* [Exercise objective]: Reproduce the listing that follows with no differences at all.

Start of Block

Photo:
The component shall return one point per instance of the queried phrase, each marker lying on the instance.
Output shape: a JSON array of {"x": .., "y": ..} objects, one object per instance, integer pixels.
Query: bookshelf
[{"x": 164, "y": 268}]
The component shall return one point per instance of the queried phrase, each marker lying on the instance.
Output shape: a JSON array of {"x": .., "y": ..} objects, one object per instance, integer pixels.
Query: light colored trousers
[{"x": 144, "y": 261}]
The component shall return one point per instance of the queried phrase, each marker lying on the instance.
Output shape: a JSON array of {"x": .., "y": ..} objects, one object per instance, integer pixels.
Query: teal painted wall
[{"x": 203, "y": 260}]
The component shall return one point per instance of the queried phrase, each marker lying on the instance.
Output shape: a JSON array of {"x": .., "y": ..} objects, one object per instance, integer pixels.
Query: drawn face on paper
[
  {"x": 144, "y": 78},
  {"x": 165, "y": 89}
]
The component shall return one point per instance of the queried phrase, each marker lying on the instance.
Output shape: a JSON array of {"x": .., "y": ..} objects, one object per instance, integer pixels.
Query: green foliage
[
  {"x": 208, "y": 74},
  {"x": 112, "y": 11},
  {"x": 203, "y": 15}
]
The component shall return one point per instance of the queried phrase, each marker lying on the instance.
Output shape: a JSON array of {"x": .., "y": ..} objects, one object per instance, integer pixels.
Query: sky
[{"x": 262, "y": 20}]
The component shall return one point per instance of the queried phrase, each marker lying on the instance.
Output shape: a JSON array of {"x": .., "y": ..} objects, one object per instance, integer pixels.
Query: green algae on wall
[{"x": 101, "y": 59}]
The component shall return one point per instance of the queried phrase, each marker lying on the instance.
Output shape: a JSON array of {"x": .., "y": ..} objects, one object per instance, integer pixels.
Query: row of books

End of Block

* [Solution for this exercise]:
Photo:
The component shall return one point per instance of the queried phrase, each marker lying on the instance.
Output shape: a JSON array of {"x": .., "y": ..} objects, one object per instance, integer pixels.
Query: bookshelf
[{"x": 164, "y": 268}]
The component shall return one point per instance of the queried phrase, each marker lying on the instance.
Output shape: a JSON array of {"x": .., "y": ..} objects, one object per instance, integer pixels.
Query: light colored trousers
[{"x": 144, "y": 261}]
The component shall return one point per instance of the queried phrase, each marker lying on the instance.
Output shape: a JSON array of {"x": .., "y": ..} objects, one object per instance, integer pixels.
Query: teal painted wall
[{"x": 203, "y": 260}]
The component shall return one point per instance of the queried phrase, each marker lying on the instance.
Output shape: a JSON array of {"x": .., "y": ..} objects, one object per instance, integer pixels.
Query: drawn face on paper
[
  {"x": 144, "y": 78},
  {"x": 165, "y": 89}
]
The component shall return one point per instance of the queried phrase, each marker lying on the instance.
Output shape: a JSON array of {"x": .., "y": ..} objects, one object per instance, integer pixels.
Query: green foliage
[
  {"x": 208, "y": 74},
  {"x": 112, "y": 11},
  {"x": 203, "y": 15}
]
The component shall return one point per instance of the queried phrase, each marker lying on the instance.
Output shape: a JSON array of {"x": .., "y": ..} objects, one object per instance, integer pixels.
Query: sky
[{"x": 262, "y": 20}]
The component shall return one point per instance of the queried phrase, each marker lying on the instance.
Output shape: a JSON array of {"x": .., "y": ..} objects, one object per instance, integer pixels.
Query: green algae on wall
[{"x": 101, "y": 59}]
The component shall return one point per instance of the queried phrase, each marker lying on the instance.
Output shape: a JSON array of {"x": .., "y": ..} objects, one object per instance, integer pixels.
Query: row of books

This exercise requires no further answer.